→ **Instructions to follow**: Look for "drop a point: the white t-shirt" in the records below, then copy that line and every line after it, exactly and with nothing added.

====================

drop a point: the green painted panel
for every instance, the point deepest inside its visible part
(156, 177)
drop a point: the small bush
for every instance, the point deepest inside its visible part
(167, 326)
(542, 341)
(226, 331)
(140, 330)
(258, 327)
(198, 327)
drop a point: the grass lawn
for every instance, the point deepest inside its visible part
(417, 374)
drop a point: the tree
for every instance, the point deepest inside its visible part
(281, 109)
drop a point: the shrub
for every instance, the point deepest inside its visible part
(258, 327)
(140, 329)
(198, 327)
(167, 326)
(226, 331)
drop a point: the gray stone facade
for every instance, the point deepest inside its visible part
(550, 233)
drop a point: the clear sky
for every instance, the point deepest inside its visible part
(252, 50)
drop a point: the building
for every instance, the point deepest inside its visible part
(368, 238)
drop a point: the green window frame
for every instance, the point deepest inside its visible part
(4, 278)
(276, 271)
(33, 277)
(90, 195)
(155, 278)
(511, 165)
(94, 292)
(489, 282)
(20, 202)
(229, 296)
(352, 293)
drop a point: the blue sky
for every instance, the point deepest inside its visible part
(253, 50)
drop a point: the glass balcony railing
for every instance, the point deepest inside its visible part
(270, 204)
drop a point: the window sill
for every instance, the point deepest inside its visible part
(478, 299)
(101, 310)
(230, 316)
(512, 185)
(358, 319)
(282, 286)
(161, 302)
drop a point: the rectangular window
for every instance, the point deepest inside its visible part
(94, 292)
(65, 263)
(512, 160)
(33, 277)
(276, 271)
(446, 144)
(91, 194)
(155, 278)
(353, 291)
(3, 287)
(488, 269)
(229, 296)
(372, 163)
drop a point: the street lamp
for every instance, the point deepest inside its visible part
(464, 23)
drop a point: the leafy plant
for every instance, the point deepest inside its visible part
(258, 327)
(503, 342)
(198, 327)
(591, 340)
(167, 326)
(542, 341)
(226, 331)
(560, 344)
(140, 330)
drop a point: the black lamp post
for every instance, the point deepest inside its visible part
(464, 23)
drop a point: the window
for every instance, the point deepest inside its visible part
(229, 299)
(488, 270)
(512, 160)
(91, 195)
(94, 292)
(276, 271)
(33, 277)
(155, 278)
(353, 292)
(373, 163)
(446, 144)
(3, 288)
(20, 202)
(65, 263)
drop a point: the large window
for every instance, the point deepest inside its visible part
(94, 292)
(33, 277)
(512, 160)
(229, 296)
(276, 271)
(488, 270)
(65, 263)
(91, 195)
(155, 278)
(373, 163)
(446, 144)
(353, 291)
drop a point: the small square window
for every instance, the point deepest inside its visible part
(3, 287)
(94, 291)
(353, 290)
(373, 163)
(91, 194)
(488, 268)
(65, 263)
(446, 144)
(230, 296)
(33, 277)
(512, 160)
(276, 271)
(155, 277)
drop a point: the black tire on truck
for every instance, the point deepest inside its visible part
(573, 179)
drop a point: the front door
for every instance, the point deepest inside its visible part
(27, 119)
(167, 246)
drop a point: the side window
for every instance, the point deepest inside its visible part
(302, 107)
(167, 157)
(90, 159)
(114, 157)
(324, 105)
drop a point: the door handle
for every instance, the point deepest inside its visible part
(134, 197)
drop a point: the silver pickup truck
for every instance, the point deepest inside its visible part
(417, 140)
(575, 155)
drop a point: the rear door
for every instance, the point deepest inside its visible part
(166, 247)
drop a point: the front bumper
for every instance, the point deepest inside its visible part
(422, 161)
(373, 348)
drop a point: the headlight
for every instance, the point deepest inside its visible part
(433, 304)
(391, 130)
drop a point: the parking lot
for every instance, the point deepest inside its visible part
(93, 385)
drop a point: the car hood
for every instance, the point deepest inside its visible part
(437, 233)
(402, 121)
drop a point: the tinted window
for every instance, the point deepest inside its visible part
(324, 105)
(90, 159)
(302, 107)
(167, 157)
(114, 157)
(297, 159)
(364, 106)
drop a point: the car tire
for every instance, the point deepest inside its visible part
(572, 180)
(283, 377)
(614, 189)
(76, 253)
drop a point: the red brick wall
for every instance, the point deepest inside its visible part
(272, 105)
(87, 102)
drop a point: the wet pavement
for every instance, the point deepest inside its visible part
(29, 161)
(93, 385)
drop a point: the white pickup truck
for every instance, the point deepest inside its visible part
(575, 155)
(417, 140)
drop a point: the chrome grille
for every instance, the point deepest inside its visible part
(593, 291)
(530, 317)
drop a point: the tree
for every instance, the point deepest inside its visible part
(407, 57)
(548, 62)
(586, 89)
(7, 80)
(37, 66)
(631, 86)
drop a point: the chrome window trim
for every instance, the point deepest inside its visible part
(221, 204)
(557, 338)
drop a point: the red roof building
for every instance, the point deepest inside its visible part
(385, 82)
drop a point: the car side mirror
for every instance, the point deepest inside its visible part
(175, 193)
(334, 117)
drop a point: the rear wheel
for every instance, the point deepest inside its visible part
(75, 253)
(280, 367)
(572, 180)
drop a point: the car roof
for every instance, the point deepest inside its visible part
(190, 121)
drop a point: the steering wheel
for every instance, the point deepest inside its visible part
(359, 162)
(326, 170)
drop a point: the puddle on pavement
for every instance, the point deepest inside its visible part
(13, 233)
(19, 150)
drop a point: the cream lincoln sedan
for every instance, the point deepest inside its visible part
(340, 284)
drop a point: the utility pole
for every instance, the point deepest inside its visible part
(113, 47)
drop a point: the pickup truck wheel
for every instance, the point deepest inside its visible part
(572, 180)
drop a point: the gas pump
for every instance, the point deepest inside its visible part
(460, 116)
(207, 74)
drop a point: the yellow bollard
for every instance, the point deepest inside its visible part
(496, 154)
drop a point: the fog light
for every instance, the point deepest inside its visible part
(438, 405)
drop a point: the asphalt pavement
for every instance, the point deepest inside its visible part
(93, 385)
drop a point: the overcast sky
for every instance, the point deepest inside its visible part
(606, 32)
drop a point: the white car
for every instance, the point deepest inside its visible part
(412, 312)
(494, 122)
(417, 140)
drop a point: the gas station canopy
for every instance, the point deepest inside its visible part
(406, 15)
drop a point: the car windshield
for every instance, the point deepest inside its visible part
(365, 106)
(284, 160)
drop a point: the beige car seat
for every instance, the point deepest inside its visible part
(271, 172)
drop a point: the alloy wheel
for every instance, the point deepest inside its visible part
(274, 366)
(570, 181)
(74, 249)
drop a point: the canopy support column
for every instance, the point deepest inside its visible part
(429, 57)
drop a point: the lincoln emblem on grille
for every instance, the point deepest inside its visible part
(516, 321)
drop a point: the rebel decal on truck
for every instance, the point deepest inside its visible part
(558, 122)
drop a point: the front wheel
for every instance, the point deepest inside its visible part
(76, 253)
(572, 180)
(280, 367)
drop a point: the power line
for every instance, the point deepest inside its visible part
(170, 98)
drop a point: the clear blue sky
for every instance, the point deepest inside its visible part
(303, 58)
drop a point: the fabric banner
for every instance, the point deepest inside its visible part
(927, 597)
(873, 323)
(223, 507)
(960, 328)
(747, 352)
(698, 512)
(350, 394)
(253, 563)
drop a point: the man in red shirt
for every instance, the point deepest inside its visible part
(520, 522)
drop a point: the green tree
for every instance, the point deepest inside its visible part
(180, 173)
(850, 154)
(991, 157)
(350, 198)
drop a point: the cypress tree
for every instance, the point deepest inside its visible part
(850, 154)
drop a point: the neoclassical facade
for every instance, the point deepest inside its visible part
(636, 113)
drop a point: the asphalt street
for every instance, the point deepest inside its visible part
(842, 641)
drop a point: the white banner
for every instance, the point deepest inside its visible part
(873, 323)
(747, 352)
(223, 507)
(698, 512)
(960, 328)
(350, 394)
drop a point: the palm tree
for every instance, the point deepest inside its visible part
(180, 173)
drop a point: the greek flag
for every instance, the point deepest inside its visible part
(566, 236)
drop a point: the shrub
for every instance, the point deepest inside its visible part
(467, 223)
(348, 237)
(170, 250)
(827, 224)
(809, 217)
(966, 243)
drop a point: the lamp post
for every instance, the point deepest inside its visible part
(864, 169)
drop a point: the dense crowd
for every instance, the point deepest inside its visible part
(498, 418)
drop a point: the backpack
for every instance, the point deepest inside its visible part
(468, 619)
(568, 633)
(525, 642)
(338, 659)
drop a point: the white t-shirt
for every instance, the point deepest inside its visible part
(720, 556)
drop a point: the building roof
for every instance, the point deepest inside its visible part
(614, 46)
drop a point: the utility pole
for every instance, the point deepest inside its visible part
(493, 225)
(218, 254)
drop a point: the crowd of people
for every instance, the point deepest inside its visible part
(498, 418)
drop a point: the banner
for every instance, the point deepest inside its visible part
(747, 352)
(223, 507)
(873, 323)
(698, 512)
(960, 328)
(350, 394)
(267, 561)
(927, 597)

====================

→ **Output for this task**:
drop a point: the white t-shirt
for every instance, the point deepest inside its visible part
(720, 556)
drop a point: the building roof
for every instance, the point deepest inside its visible part
(614, 46)
drop a point: the utility pole
for every instance, the point deepest inside its visible part
(493, 225)
(218, 254)
drop a point: the crowd of people
for every instance, the point deepest inside its visible part
(498, 418)
drop a point: the banner
for every instance, the point deepest inside its visible part
(747, 352)
(223, 507)
(873, 323)
(698, 512)
(960, 328)
(350, 394)
(267, 561)
(927, 597)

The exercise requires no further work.